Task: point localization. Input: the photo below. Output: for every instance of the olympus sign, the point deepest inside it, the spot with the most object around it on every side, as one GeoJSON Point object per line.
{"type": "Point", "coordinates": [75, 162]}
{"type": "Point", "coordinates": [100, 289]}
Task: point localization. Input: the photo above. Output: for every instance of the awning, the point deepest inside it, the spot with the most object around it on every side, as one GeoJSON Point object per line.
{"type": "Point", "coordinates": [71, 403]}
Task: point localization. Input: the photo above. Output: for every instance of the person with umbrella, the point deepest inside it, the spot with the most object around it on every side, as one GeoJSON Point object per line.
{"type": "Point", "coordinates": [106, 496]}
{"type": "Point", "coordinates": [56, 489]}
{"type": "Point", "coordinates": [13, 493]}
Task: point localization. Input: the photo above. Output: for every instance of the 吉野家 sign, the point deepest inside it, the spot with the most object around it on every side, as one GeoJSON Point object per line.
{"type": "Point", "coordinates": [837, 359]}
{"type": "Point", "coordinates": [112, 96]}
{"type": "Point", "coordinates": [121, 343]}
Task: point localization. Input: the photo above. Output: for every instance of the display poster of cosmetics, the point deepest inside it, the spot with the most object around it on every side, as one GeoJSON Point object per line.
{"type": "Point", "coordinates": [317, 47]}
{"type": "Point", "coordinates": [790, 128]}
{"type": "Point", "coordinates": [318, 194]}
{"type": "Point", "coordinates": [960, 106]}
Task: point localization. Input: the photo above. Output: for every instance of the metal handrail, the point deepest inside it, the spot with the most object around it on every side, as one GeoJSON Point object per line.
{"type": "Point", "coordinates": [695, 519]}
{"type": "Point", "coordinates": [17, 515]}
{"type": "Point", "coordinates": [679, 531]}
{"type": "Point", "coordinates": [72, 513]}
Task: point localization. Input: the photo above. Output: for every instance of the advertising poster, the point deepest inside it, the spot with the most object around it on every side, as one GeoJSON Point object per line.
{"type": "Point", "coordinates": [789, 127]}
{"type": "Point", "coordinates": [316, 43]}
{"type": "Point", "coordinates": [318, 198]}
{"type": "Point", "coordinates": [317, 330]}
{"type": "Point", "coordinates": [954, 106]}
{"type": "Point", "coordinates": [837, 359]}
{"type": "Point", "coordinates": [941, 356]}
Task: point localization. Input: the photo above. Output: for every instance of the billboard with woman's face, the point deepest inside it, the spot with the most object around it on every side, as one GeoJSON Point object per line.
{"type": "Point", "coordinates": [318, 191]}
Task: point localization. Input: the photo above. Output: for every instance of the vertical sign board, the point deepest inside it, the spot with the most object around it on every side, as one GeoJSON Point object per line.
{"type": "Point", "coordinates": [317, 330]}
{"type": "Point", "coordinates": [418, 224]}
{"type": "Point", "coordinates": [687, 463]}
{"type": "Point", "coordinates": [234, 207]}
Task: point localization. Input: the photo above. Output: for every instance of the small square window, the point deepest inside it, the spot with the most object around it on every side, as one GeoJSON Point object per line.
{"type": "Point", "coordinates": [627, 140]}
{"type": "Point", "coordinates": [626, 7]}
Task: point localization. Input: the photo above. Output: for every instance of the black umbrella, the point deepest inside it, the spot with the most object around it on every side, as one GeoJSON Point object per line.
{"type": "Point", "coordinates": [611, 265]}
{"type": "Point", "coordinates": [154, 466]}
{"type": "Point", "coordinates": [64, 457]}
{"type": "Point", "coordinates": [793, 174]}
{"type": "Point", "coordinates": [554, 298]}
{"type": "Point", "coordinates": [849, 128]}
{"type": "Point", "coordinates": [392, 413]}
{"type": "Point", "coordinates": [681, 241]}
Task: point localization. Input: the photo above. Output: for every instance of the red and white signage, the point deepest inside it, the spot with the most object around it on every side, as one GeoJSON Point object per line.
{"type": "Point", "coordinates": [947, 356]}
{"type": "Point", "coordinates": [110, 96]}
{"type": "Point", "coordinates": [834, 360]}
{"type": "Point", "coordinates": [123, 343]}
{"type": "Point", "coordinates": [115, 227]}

★ ★ ★ ★ ★ ★ ★

All of the data shown above must be copied exactly.

Task: point localization. Input: the photo below. Output: for every instance of the olympus sign, the point deepest inside it, the spot with the most object around it on every side, as one GeoJSON Point object per line.
{"type": "Point", "coordinates": [75, 162]}
{"type": "Point", "coordinates": [100, 289]}
Task: point localization. Input: the photo above. Output: for every instance of the awning, the point deepest inside it, the spot with the most object around it on every side, as one GeoJSON Point object per line.
{"type": "Point", "coordinates": [71, 403]}
Task: point localization. Input: the photo above. Output: for every instance of the person with umbrella, the point deepest inside it, the spot with the most object around it on every side, as one GeoJSON Point object per line.
{"type": "Point", "coordinates": [106, 496]}
{"type": "Point", "coordinates": [56, 489]}
{"type": "Point", "coordinates": [13, 493]}
Task: point localization. Input: the photo above. Output: for every instance of the 吉野家 sign, the point deepest inside it, the spot with the most object around it on every side, as one GeoJSON Point object per line.
{"type": "Point", "coordinates": [837, 359]}
{"type": "Point", "coordinates": [112, 96]}
{"type": "Point", "coordinates": [121, 343]}
Task: point localization. Input: the photo above. Output: for every instance of the display poster of cosmetics, the point deepest inside it, the spot with the most object around it on every side, as one GeoJSON Point object per line.
{"type": "Point", "coordinates": [317, 47]}
{"type": "Point", "coordinates": [790, 128]}
{"type": "Point", "coordinates": [318, 194]}
{"type": "Point", "coordinates": [960, 106]}
Task: point localization. Input: the photo above. Output: for every instance of the metal handrail, the point deepest inside it, the spot with the most object around it on every side, as one GeoJSON Point object per line.
{"type": "Point", "coordinates": [695, 519]}
{"type": "Point", "coordinates": [17, 515]}
{"type": "Point", "coordinates": [679, 531]}
{"type": "Point", "coordinates": [72, 513]}
Task: point localization. Input: the photo above. Output: for every instance of the advertising poster, the point deepest inside it, the spot with the most object around it on every side, as one GeoJSON Point object per line.
{"type": "Point", "coordinates": [789, 127]}
{"type": "Point", "coordinates": [316, 43]}
{"type": "Point", "coordinates": [318, 198]}
{"type": "Point", "coordinates": [317, 330]}
{"type": "Point", "coordinates": [954, 106]}
{"type": "Point", "coordinates": [837, 359]}
{"type": "Point", "coordinates": [941, 356]}
Task: point localization. Input: the photo above. Output: for every instance of the billboard with woman's face, the point deepest inside it, the spot with the most object around it on every side, as one GeoJSON Point object per line.
{"type": "Point", "coordinates": [318, 191]}
Task: point localization. Input: the photo above. Output: for every instance of the vertical sign board, the point deepest inside it, the spot with the most object around it on every side, as one GeoJSON Point object per line.
{"type": "Point", "coordinates": [317, 330]}
{"type": "Point", "coordinates": [418, 224]}
{"type": "Point", "coordinates": [687, 463]}
{"type": "Point", "coordinates": [234, 207]}
Task: point localization. Input: the photo above. Output: for every instance of the small square window, the point deepest inside it, the spot with the most object around it on every side, as one GeoJSON Point object per line.
{"type": "Point", "coordinates": [627, 140]}
{"type": "Point", "coordinates": [626, 7]}
Task: point localization. Input: the photo above. Output: for every instance of the black umbrella, the point deepest inside it, the spot with the most object around it on every side, as one GeoJSON Point object per line.
{"type": "Point", "coordinates": [611, 265]}
{"type": "Point", "coordinates": [154, 466]}
{"type": "Point", "coordinates": [64, 457]}
{"type": "Point", "coordinates": [793, 174]}
{"type": "Point", "coordinates": [554, 298]}
{"type": "Point", "coordinates": [849, 128]}
{"type": "Point", "coordinates": [392, 413]}
{"type": "Point", "coordinates": [681, 241]}
Task: point localization. Input: the photo above. Output: for every instance of the red and white signage, the point deepest inside it, the spot with the most object around it on every side, as one GeoJSON Point object per line.
{"type": "Point", "coordinates": [947, 356]}
{"type": "Point", "coordinates": [110, 96]}
{"type": "Point", "coordinates": [834, 360]}
{"type": "Point", "coordinates": [123, 343]}
{"type": "Point", "coordinates": [115, 227]}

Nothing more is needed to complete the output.